Would you reproduce the entries that follow exactly as they appear?

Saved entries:
* * *
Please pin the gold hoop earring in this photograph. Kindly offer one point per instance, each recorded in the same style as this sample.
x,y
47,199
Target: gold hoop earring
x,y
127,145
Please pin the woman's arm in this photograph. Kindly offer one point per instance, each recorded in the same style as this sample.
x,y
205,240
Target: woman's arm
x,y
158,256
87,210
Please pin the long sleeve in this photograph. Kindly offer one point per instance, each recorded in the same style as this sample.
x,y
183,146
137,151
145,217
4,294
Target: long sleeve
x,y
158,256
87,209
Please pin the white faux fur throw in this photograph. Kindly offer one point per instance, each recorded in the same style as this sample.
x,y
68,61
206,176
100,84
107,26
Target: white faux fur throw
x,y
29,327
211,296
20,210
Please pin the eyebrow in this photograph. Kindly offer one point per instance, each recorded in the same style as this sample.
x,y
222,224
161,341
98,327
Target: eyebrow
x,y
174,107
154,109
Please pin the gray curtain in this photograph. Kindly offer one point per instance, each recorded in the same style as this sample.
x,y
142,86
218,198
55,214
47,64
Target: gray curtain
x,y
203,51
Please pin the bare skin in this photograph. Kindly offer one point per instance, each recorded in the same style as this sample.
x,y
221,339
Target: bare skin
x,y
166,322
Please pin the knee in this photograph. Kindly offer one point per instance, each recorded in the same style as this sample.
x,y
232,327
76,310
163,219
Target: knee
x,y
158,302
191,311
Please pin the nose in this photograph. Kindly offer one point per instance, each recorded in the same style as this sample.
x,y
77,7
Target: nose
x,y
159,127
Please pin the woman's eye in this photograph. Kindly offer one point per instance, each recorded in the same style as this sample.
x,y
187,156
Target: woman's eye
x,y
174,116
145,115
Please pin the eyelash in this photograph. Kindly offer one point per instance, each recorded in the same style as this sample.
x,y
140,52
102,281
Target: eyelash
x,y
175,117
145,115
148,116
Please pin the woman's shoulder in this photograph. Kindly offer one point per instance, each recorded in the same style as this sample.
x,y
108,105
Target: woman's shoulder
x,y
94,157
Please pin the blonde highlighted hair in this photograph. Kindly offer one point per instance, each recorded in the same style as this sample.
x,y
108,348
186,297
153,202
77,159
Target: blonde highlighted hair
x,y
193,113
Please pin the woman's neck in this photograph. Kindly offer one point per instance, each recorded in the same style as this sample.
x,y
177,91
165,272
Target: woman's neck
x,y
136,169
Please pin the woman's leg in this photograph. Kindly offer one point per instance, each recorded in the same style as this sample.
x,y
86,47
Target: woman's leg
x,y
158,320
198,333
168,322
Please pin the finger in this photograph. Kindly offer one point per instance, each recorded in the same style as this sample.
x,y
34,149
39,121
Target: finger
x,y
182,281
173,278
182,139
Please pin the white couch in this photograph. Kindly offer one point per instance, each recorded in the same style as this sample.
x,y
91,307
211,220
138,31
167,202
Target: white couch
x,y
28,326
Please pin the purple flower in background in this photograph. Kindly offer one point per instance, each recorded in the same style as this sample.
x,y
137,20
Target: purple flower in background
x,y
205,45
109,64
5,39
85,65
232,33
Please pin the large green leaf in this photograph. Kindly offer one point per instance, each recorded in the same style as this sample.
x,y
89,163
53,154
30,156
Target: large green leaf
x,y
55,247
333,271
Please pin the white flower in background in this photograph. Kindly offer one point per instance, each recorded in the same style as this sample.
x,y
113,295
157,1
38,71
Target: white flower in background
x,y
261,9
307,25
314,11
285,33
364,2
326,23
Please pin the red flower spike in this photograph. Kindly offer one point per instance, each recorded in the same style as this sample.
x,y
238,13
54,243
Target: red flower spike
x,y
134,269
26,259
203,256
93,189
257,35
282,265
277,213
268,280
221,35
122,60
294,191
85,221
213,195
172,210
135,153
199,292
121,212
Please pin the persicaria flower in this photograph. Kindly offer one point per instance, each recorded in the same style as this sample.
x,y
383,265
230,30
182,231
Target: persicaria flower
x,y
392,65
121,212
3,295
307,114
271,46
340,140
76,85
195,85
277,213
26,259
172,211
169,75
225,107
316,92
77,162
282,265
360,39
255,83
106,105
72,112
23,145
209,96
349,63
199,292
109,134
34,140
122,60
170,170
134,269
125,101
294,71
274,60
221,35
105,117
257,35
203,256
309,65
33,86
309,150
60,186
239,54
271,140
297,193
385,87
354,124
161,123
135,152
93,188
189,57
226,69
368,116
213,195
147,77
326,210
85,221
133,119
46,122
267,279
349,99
* * *
YOUR RESPONSE:
Please pin the gold hoop earring in this photograph. Kindly offer one point per instance, each recorded in the same style as this sample.
x,y
47,199
Target: gold hoop earring
x,y
127,145
Please pin the woman's arm in this photograph. Kindly offer one point per instance, each recorded in the same style as this sample.
x,y
205,240
Target: woman's arm
x,y
158,256
87,210
Please pin the long sleeve in this photograph. Kindly offer one point per instance, each recorded in the same style as this sample.
x,y
183,146
137,151
145,217
4,294
Target: long sleeve
x,y
158,256
87,209
Please pin the white faux fur throw in this photograph. Kindly offer one point per instance, each recorded in the same style as this sample.
x,y
68,61
206,176
100,84
107,26
Target: white faux fur throw
x,y
29,327
211,296
20,210
Please pin the eyebrow in this photograph. Kindly offer one point per instance, each recorded in the same style as this sample.
x,y
222,224
161,341
98,327
Target: eyebrow
x,y
174,107
154,109
Please pin the gray curtain in this photograph. Kindly offer one point per instance, each recorded in the same style as this sample.
x,y
142,86
218,198
55,214
47,64
Target: gray curtain
x,y
203,51
Please pin the bare skin in this photograph. Kindly offer one point per instance, each recorded in the same style as this sample.
x,y
221,339
Target: bare skin
x,y
166,322
Please pin the knee in this photograph. Kindly offer one point per instance, each recorded in the same style as this sample.
x,y
232,327
76,310
163,219
Target: knee
x,y
158,302
191,311
Please pin the nose in this photograph. Kindly offer one point per instance, each recorded in the same style as this sample.
x,y
77,7
Target: nose
x,y
159,127
Please pin the woman's eye in this photograph. Kindly offer one point per instance, each recorded in the same style as this sample.
x,y
187,156
Target: woman's eye
x,y
174,116
145,115
Please pin the eyelash in this photograph. Kindly offer one point per instance, each recorded in the same style as this sample.
x,y
140,52
102,281
Target: eyelash
x,y
175,117
145,115
148,116
Please pin the woman's shoulder in this photograph. Kindly offer one point per instance, each recorded in the same style as this sample.
x,y
108,105
Target: woman's shoulder
x,y
94,157
Please pin the blonde highlighted hair in this photograph. Kindly offer one point per instance, each recorded in the same style as this sample.
x,y
108,348
186,297
153,202
77,159
Target: blonde highlighted hair
x,y
193,113
Please pin the woman's neck in this photograph. Kindly offer one point per instance, each recorded in the same style as this sample.
x,y
177,91
165,272
Target: woman's neck
x,y
136,169
Please pin the woman's leg in this photograph. Kindly offer one point per instance, each recorded in the same style as this sample.
x,y
86,47
Target: woman's leg
x,y
158,320
198,333
168,322
Please pin the finger in this photograph. Kindly offer one point per instance, each recorded in the same style as this sample.
x,y
34,149
39,121
Target: finger
x,y
182,281
173,278
182,139
Please pin the white couch in this photograph. Kindly offer one point per instance, each recorded in the same style as this sample.
x,y
91,307
211,220
138,31
167,202
Target: white couch
x,y
28,326
Please pin the purple flower in background in this photograph. Kindly offer one point per instance, each recorded in the same style as this sample.
x,y
137,20
Target: purple flower in background
x,y
205,45
109,64
5,39
85,65
232,33
Please pin the large green leaf in this photograph. Kindly offer one point per instance, each recorded in the same style as this sample.
x,y
89,163
53,154
30,156
Target: large green leaf
x,y
55,247
333,271
Please pin the white flower in background in this photograph. Kindly offer one point per instance, each recorded in the same style as this sample.
x,y
113,295
157,1
38,71
Target: white flower in background
x,y
261,9
307,25
314,11
285,33
364,2
326,23
Please pin the red flower spike in this photograph. Kindly offer one point per instance, each recorded in the same style as this sample.
x,y
238,13
54,243
Target: red flower spike
x,y
134,269
26,259
203,256
93,189
257,35
282,265
277,213
268,280
221,35
122,60
294,191
85,221
213,195
172,210
135,153
199,292
121,212
Please pin the persicaria flower in this photograph. Kindly offer one point per instance, each recorded in the same style as this sample.
x,y
383,265
230,30
182,231
Target: persicaria flower
x,y
392,65
121,212
3,295
307,114
271,46
340,140
76,85
195,85
277,213
26,259
172,211
169,75
225,107
316,92
77,162
282,265
360,39
255,83
106,105
72,112
23,145
209,96
349,63
199,292
109,134
34,140
122,60
170,170
134,269
125,101
294,71
274,60
221,35
105,117
257,35
203,256
309,65
33,86
309,150
60,186
239,54
271,140
297,193
385,87
354,124
161,123
135,152
93,188
189,57
226,69
368,116
213,195
147,77
326,210
85,221
133,119
46,122
267,279
349,99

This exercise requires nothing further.